----- THE RECORDS -----

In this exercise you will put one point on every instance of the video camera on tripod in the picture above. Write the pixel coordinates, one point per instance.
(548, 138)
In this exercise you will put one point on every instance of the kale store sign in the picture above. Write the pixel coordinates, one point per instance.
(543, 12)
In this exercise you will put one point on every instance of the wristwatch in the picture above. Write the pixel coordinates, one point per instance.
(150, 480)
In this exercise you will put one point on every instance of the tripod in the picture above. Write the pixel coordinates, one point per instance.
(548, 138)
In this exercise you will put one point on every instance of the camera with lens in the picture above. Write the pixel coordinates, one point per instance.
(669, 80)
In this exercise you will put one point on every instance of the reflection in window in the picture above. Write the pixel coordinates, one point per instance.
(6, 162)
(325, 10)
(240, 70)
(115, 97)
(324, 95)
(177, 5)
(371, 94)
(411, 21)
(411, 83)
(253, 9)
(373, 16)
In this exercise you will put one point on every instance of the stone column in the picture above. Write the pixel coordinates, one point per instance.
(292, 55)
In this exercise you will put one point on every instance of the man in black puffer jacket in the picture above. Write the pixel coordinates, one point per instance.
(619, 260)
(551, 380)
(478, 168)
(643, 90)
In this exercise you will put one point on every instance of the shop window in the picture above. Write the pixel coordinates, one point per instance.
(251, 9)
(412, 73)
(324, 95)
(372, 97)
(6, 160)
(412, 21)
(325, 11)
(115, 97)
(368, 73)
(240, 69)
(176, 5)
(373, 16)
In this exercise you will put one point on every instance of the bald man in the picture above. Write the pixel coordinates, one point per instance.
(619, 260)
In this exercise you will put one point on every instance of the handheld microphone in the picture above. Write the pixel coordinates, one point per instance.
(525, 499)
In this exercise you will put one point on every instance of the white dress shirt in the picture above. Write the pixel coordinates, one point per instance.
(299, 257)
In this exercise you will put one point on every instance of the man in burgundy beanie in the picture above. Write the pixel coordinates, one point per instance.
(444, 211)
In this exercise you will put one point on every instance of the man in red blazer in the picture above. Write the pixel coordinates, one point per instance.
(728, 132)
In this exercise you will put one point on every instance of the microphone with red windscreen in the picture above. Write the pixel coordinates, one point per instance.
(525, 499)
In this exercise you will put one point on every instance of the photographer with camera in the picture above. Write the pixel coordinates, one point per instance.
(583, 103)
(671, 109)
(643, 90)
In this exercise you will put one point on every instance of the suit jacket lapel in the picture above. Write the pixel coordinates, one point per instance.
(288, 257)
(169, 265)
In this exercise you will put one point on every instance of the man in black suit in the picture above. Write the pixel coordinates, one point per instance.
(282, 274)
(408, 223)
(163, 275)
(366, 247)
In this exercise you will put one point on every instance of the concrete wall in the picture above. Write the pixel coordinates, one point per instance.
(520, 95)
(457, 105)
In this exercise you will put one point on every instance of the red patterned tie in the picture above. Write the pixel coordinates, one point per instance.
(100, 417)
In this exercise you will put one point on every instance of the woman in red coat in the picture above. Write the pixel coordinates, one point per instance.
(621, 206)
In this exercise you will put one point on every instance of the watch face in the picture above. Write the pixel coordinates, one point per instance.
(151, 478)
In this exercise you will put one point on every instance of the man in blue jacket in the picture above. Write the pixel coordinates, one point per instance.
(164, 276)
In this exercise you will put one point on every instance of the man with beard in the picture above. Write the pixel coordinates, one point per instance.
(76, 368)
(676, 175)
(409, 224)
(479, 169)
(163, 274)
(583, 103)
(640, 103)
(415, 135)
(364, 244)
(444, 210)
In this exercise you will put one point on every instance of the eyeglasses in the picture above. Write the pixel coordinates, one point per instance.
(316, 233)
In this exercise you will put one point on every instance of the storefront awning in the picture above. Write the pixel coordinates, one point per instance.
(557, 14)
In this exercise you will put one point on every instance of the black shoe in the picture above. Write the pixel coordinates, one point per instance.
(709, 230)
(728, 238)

-----

▶ _THE REQUEST_:
Reproduce the listing above verbatim, line for line.

▶ _WORKED SOLUTION_:
In this exercise you will put one point on every instance of the video camera on tripod in the picture above. Write the pixel coordinates, one point per instance.
(548, 138)
In this exercise you will put one point on every instance of the kale store sign in the picture above. Write the pixel coordinates, one point per instance.
(543, 12)
In this exercise you will put one point on every instance of the wristwatch in the picture above. Write the pixel coordinates, one point per instance.
(150, 480)
In this exercise you will put one point on every instance of the tripod in the picture above. Write the pixel coordinates, one point per instance.
(548, 138)
In this exercise you will put one point on every instance of the camera with lens in the picture above. Write the pixel coordinates, one point per instance.
(669, 80)
In this exercise you will put one point on every instance of the reflection in window in the picture above. Write the pixel coordinates, one point per instance.
(6, 162)
(325, 10)
(240, 70)
(115, 97)
(324, 95)
(177, 5)
(371, 94)
(411, 21)
(411, 83)
(253, 9)
(373, 16)
In this exercise you will put one point on every instance of the stone column in the picture above. Write the pixel coordinates, one point per instance.
(292, 55)
In this exercise you will put one point on every instance of the man in black puffer jacket in the picture above. Write the pixel coordinates, one point per instance.
(619, 260)
(551, 380)
(478, 168)
(643, 90)
In this exercise you will put one point on every instance of the shop window in the picture above. Write the pixel coordinates, one point per instance.
(251, 9)
(412, 73)
(324, 95)
(372, 97)
(6, 160)
(412, 21)
(325, 11)
(115, 97)
(368, 73)
(240, 69)
(176, 5)
(373, 16)
In this exercise you will put one point on every instance of the bald man in the picture above. Write the pixel coordinates, one point per instance.
(619, 260)
In this exercise you will put one point on every instance of the handheld microphone in the picture above. Write the pixel coordinates, one point per instance.
(525, 499)
In this exercise you will put one point on every instance of the white dress shirt in the picture above. Write the pixel coordinates, one point per instance.
(299, 257)
In this exercise you will put one point on every instance of the man in burgundy beanie in the picture above. Write the pixel coordinates, one point per instance.
(444, 211)
In this exercise you will put one point on every instance of the man in red blazer in the picture above. Write the pixel coordinates, one point per instance.
(728, 132)
In this exercise you will put one point on every instance of the microphone with red windscreen in the picture above. Write the pixel coordinates, one point per instance.
(525, 499)
In this exercise you will put one point on every instance of the photographer with camera in the picture above. Write the pixel coordinates, one point per instance.
(583, 103)
(671, 109)
(643, 90)
In this exercise you will put one point on every instance of the suit jacket lapel in the picture above. Write the pixel coordinates, one point per instance.
(288, 257)
(169, 265)
In this exercise you will put one point on every instance of the man in black suit in the picture above. Write the pixel coordinates, one point per instance.
(282, 274)
(408, 223)
(163, 275)
(366, 247)
In this exercise you will put one point on every instance of the concrete wall in the picture above. Write the pixel coordinates, one point per instance.
(520, 95)
(457, 105)
In this exercise you will put one point on every instance of the red patterned tie in the picture above. Write the pixel coordinates, one point per instance.
(100, 417)
In this exercise you will put one point on every instance of the woman in red coat in the picture above. Write the pixel coordinates, one point per instance.
(621, 206)
In this exercise you will put one point on every instance of the watch face in the picture above. Write the pixel coordinates, one point per instance.
(151, 478)
In this exercise you will put one point on every instance of the man in blue jacket in the picture above. Write the pixel coordinates, one point per instance.
(164, 276)
In this exercise you will put one point on every instance of the man with beard in the picture above. Write the pixel coordinates, one point per instance.
(76, 368)
(676, 175)
(409, 224)
(479, 169)
(163, 274)
(583, 103)
(640, 103)
(415, 135)
(364, 244)
(444, 210)
In this exercise you will put one point on every instance of the eyeglasses in the picture above. Write the pixel coordinates, one point per instance.
(316, 233)
In this exercise you will put one point on every instance of the storefront awning in the picture above. Write the pixel coordinates, one point per instance.
(557, 14)
In this exercise you will put one point on every instance of the black shoe in the picture above. Write the pixel coordinates, one point per instance.
(709, 230)
(728, 238)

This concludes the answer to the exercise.